EXERCISE BRIEF:
Reproduce verbatim only the line that holds "Query: patterned throw pillow" and the lines that follow it to the end of the listing.

AVAILABLE RECORDS:
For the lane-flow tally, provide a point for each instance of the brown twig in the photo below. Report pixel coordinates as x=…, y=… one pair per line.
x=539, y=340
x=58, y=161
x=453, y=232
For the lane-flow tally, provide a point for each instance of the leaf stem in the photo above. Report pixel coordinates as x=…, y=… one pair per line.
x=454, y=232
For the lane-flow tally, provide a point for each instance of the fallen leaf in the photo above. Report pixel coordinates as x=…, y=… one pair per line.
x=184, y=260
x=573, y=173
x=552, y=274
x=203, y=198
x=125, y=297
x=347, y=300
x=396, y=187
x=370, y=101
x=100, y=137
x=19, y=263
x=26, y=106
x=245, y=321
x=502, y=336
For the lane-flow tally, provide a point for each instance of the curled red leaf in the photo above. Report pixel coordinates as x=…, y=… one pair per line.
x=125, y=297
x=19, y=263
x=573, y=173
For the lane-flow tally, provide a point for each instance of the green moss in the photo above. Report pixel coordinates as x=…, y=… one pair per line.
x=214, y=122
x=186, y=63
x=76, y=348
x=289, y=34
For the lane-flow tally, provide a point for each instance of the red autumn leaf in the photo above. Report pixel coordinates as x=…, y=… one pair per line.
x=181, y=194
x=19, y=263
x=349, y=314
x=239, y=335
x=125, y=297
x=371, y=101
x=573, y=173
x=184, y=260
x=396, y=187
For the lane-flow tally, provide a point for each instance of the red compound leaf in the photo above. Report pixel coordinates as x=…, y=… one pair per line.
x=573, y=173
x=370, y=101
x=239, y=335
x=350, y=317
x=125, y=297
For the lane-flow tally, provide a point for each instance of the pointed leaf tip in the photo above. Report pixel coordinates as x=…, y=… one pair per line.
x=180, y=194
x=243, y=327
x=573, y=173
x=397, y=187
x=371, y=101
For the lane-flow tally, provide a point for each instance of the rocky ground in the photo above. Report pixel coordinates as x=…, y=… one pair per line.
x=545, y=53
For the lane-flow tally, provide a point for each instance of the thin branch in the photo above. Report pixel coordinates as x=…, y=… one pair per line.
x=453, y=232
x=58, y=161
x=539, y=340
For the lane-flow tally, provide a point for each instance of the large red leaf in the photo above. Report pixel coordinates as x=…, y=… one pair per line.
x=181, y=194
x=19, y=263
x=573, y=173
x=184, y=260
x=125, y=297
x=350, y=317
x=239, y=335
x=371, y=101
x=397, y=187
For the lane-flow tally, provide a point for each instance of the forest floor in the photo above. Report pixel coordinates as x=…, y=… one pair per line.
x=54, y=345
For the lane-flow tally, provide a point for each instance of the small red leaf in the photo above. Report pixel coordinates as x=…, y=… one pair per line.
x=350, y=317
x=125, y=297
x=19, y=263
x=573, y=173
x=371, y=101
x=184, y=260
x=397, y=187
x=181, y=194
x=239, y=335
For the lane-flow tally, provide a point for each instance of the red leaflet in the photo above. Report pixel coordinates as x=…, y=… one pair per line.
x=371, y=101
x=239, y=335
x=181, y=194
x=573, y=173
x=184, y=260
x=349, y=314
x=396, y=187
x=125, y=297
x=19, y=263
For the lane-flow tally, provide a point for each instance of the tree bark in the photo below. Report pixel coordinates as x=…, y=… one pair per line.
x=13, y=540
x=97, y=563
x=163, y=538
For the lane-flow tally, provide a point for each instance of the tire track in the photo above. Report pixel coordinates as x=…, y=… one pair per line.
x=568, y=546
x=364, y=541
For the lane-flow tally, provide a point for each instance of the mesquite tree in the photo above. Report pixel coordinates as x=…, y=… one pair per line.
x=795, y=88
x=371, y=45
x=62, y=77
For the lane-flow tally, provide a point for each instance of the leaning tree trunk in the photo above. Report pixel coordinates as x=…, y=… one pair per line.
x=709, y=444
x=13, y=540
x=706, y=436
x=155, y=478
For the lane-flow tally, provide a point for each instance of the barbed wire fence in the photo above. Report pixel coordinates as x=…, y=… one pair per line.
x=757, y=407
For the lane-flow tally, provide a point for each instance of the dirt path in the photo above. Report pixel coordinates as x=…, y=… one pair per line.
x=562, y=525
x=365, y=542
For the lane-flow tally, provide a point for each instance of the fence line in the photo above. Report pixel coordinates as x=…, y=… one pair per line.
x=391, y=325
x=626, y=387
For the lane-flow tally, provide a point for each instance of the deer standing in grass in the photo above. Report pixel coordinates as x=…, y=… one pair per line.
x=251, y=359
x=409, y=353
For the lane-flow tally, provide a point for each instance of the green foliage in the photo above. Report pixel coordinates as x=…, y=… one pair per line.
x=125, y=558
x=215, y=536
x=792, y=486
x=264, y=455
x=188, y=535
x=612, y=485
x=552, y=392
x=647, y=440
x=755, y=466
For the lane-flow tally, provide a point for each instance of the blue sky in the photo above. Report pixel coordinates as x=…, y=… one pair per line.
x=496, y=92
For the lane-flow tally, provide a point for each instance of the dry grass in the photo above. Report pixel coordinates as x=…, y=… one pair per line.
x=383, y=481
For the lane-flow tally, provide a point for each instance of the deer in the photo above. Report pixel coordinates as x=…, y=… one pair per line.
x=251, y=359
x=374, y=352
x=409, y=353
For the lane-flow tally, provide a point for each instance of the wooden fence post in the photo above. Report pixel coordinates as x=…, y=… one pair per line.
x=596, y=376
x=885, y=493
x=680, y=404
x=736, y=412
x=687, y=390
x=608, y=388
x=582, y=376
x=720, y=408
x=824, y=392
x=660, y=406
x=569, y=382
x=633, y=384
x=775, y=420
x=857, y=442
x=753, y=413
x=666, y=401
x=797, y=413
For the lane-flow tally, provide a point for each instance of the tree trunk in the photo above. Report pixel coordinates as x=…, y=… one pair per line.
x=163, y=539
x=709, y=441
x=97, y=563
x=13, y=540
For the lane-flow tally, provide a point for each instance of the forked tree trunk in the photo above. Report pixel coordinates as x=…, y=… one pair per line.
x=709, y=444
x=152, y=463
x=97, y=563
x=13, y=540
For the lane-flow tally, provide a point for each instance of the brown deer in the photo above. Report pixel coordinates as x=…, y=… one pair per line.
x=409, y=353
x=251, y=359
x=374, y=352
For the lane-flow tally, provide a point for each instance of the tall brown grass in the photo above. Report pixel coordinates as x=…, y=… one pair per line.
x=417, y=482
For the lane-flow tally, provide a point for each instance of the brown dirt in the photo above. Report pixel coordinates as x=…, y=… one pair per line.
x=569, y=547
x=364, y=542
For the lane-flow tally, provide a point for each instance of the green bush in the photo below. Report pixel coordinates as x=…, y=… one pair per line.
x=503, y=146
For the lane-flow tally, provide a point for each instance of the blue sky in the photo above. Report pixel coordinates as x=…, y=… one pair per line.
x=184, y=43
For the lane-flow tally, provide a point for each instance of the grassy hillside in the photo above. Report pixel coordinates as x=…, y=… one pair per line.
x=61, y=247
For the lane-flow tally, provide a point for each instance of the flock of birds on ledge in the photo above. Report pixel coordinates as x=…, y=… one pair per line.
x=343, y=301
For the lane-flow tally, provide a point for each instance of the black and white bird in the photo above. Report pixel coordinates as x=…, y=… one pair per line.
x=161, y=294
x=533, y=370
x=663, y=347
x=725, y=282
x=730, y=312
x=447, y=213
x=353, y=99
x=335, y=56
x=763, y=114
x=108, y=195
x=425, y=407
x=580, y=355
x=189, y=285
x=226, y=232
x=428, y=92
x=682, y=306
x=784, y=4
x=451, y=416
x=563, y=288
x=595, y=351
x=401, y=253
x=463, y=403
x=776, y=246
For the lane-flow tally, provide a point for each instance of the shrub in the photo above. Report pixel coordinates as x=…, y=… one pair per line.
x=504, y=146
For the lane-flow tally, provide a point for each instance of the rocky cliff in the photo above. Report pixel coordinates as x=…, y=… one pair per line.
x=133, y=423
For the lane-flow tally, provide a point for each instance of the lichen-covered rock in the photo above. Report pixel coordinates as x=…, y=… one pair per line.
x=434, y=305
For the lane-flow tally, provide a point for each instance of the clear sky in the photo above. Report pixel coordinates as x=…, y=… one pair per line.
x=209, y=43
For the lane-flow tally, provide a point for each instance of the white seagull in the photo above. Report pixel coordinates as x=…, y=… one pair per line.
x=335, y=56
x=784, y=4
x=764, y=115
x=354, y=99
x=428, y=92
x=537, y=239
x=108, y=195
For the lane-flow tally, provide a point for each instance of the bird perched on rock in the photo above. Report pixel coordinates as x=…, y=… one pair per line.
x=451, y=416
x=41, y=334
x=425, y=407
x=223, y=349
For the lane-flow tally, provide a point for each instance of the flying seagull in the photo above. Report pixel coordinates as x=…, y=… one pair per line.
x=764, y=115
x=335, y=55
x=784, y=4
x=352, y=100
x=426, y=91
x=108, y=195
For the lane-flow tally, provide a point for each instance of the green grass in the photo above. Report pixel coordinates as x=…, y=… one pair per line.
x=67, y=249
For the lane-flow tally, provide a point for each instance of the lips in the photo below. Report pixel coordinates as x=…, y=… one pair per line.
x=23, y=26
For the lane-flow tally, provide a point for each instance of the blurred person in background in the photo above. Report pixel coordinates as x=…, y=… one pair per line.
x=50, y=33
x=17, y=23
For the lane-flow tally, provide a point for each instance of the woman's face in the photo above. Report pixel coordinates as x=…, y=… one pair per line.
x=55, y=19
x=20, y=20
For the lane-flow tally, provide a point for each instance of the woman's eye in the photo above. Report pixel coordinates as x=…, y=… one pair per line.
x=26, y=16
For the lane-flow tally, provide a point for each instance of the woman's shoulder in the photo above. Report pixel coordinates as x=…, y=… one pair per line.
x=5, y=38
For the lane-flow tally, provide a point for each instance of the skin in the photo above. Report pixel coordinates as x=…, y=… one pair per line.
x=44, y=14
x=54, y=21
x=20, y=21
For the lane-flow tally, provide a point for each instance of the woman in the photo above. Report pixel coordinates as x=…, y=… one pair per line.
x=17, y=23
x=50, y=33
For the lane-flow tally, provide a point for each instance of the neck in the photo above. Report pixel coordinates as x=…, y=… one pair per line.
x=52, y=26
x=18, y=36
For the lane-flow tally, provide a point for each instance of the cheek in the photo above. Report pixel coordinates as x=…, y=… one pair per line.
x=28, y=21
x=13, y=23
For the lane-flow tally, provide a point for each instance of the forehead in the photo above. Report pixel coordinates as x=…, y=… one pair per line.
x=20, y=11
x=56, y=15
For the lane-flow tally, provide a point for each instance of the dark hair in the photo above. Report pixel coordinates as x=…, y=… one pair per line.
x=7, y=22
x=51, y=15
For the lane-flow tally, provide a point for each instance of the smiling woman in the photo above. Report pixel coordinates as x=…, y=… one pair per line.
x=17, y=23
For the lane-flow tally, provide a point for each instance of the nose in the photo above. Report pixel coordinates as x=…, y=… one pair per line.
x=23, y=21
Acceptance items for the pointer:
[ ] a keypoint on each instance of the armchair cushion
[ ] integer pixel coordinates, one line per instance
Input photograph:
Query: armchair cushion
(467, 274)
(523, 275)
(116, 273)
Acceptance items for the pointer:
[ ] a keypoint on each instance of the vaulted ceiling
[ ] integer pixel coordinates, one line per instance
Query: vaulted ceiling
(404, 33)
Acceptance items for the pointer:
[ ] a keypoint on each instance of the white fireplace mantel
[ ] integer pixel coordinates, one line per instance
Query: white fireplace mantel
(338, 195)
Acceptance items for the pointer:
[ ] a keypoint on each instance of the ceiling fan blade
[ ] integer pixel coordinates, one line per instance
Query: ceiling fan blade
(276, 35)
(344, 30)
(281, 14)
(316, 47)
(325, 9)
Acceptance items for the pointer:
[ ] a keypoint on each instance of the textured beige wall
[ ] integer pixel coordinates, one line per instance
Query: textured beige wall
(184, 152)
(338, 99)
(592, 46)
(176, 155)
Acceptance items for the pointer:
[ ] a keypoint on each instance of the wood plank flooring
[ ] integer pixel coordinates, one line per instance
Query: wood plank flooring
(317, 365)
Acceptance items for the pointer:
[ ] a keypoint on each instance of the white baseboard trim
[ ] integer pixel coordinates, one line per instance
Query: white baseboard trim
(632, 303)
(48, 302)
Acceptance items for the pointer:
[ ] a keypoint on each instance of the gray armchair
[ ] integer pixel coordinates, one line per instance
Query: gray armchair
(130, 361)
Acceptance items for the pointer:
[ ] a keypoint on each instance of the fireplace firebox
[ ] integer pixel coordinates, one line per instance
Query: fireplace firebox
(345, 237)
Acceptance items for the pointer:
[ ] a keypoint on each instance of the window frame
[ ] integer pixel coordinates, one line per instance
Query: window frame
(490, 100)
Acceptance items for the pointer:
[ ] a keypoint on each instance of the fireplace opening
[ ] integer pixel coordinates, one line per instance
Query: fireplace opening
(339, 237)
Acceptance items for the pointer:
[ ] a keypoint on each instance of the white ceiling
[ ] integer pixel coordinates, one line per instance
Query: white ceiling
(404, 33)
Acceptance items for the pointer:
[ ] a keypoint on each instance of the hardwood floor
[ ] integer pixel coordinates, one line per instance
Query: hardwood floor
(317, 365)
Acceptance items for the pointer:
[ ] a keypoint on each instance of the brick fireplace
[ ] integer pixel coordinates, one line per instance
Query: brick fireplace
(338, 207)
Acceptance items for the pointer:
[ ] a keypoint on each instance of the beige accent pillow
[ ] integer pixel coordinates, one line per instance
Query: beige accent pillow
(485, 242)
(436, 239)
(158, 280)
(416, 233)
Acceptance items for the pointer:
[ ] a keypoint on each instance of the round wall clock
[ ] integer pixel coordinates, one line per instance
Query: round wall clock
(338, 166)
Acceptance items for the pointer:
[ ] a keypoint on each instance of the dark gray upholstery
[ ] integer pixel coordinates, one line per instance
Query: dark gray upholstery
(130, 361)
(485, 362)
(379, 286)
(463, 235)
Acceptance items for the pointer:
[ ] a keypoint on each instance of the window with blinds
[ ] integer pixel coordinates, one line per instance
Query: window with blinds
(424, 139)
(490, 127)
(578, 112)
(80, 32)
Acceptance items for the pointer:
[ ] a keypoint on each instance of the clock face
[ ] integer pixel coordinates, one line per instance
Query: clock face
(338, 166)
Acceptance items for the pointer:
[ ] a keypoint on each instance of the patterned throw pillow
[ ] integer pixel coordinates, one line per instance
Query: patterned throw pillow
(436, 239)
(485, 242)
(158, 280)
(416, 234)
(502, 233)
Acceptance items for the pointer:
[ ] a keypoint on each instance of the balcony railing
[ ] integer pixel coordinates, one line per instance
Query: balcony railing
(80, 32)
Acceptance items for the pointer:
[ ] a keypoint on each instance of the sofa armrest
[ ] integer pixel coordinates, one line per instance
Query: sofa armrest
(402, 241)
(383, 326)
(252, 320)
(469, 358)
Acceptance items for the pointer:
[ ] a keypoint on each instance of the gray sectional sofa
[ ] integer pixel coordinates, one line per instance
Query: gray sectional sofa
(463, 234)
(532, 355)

ANSWER TO THIS TASK:
Query: patterned throw pillow
(436, 239)
(485, 242)
(158, 280)
(416, 234)
(502, 233)
Acceptance items for the pointer:
[ ] a keypoint on each instance of the balcony railing
[ ] integer pixel coordinates, one line per instance
Query: balcony railing
(80, 32)
Acceptance items for the pointer:
[ ] a keypoint on each instance of the sofa armrest
[ ] integer pixel coordinates, one line per instance
Query: sofa armrest
(402, 241)
(383, 326)
(252, 320)
(469, 358)
Acceptance items for the pointer:
[ ] a keypoint on each instance of the gray sectional sofa
[ ] integer pixel coordinates, one line per instance
Query: gray sectional sofa
(463, 234)
(532, 355)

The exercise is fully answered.